===== RECORDS PROVIDED =====

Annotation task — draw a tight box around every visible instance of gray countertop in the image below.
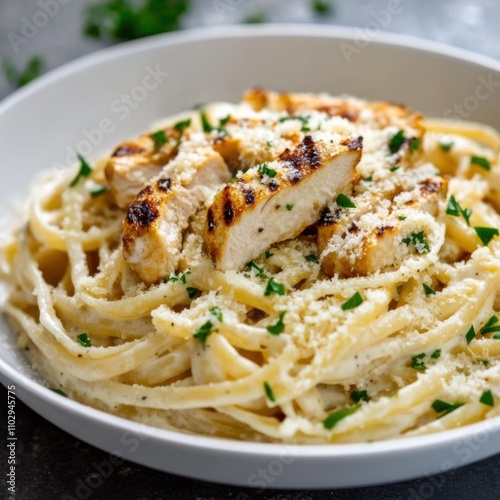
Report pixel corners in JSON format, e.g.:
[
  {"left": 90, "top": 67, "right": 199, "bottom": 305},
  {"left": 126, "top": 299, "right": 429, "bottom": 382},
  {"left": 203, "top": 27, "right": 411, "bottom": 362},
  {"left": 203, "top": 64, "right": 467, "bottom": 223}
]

=====
===== RECORDS PROVIDED =====

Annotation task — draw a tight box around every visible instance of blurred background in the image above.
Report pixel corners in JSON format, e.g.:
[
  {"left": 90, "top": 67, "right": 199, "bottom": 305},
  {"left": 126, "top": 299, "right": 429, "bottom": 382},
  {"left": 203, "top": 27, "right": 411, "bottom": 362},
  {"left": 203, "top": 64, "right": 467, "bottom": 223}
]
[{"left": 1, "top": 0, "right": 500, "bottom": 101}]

=====

TASK BRIEF: Return only those lines of the records that contain the string "tight".

OUTPUT:
Annotation task — draw a tight box around every visible instance of gray countertop in the image below.
Annotation task — draw a tight box around every visible instance of blurred background in the image above.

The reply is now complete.